### ARTICLE
^^^^^^^^^^^^^^^^

No-Regret Learning in Blotto Game (ongoing)

How to learn from the failure?

Summary

The work based on the paper

Introduction

A Colonel Blotto game is a type of two-person constant-sum game in which the players are tasked to simultaneously distribute limited resources over several battlefields.

Blotto game has fruitful applications in competitive sports. In multi-players sports (such as soccer, basketball, dota), a team need to distribute players into different positions to attack and defense in either right-side or left-side. In single-player sports (such as tennis, badminton), Players need to choose their focus in midfield and backcourts.

Blotto Game can be also used as a metaphor for electoral competition, with two political parties devoting money or resources to attract the support of a fixed number of voters.

No-Regret learning algorithm is a learning scheme that player will choose actions that would have better performance in the past.

^^^^^^^^^^^^^^^^

### DATASET
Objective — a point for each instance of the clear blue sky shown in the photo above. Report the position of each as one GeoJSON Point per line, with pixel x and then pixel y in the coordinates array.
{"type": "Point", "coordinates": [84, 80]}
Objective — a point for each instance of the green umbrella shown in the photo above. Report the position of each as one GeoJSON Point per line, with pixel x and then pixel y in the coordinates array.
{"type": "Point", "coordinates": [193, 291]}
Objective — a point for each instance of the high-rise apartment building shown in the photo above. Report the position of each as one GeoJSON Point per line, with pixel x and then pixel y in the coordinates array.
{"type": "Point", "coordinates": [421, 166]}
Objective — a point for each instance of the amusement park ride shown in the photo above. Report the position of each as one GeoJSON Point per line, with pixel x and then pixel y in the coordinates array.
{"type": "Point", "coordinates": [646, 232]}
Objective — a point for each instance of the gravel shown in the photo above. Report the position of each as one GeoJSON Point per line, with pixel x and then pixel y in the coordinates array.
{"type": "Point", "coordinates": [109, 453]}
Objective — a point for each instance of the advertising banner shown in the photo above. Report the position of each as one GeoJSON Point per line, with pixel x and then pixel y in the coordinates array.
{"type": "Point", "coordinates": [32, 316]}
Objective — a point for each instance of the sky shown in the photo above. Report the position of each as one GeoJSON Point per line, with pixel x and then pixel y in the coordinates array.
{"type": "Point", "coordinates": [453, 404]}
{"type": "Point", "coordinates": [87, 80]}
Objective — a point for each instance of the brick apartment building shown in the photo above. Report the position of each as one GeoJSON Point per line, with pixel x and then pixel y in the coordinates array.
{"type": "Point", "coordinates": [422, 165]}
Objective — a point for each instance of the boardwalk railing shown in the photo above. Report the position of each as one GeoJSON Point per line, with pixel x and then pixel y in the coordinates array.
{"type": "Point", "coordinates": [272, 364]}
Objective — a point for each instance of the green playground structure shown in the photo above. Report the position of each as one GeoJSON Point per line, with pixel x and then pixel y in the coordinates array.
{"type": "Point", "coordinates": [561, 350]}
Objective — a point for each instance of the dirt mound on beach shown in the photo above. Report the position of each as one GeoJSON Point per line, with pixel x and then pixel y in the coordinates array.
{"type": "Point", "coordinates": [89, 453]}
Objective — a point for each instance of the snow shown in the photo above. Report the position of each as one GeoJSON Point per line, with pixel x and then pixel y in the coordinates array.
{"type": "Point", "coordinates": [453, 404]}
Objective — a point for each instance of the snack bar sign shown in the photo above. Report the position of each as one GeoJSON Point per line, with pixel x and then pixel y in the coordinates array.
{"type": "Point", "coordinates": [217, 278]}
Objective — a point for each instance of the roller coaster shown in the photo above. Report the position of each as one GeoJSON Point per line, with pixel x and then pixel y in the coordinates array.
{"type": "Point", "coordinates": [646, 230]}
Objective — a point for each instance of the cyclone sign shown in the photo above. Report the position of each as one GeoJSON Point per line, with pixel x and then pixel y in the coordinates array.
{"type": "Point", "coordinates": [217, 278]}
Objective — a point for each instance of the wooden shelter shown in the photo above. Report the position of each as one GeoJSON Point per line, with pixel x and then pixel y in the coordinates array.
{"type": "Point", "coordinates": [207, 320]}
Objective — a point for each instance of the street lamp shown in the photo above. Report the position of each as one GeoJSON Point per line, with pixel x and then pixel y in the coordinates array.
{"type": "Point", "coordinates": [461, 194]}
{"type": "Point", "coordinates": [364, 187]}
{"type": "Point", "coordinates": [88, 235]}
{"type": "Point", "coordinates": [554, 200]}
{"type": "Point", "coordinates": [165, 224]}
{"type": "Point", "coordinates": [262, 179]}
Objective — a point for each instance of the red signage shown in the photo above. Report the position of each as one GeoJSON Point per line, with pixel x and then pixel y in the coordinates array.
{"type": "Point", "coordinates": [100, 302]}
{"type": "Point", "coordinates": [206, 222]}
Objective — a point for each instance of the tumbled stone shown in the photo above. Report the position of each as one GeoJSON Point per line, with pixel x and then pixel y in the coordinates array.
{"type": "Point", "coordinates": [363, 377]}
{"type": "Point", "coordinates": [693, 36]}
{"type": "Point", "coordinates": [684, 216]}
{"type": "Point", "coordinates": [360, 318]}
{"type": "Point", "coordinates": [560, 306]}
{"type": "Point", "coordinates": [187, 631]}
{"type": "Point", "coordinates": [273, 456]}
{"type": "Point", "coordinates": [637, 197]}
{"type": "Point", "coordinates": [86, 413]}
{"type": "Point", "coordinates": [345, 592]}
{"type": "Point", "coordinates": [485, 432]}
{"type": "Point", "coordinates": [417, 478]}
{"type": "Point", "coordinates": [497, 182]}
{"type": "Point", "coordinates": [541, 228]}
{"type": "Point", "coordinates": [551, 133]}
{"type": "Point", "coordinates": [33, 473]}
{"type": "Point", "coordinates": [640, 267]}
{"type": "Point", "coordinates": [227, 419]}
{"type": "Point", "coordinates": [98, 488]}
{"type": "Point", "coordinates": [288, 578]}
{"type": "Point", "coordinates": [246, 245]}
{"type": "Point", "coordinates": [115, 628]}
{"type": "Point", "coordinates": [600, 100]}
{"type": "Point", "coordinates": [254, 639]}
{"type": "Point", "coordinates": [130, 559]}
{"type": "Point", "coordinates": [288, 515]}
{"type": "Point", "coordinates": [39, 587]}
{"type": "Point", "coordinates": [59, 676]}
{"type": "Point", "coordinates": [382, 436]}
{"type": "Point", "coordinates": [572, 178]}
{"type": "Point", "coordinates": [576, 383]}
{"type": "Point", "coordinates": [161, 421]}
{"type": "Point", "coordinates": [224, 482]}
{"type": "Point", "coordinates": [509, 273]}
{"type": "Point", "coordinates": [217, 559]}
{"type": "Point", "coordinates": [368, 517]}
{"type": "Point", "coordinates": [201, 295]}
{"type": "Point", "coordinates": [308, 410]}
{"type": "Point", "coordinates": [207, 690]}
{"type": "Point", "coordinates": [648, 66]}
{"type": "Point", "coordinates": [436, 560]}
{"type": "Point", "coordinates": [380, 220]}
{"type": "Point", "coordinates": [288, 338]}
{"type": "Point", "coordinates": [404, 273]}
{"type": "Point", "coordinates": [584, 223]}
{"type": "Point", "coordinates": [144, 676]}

^^^^^^^^^^^^^^^^

### JOBS
- A) Pull out every row that contains the string "blue", treating uppercase and lowercase as different.
- B) Write the next part of the Blotto game text, picking up after its final sentence.
The Blotto game text and the rows are separate material.

### ANSWERS GIVEN
- A)
Objective — a point for each instance of the clear blue sky shown in the photo above. Report the position of each as one GeoJSON Point per line, with pixel x and then pixel y in the coordinates array.

- B)
A brief talk to the Blotto Game

Blotto game is a two-person constant sum game, which two players \(P_1,P_2\) have limited resources \(S_1,S_2\) . Players will distribute the resources into several containers (battlefields) \(M\), where \(M>min(S_1,S_2)\). Players are allowed to distribute nothing in a container. For each container, the player who devotes most will claim a win on this container. If two players devote the same amount of resources, no one can have a win on this container but a draw. For each round, the player who wins more containers wins this round, otherwise, there is a draw this round.

blotto

https://ieeexplore.ieee.org/document/7841922

Discrete Blotto Game

In the discrete Blotto Game, the resources allocated to each battlefield must be an integer, which suggests the space of actions is finite. Moreover, the opponent’s action is also finite. Therefore, the space of action profiles is finite, and we can use a matrix to represent all the action profiles by letting rows indicate actions from the first player and columns indicating actions from the second player.

In the following discussion, we use an example about the small game that has 5 indivisible resources and 3 containers. For example, we can use a triple array to describe a player’s action of distribution of resources. (E.g.\([1,2,2]\), \([4,0,1]\),\([0,2,3]\))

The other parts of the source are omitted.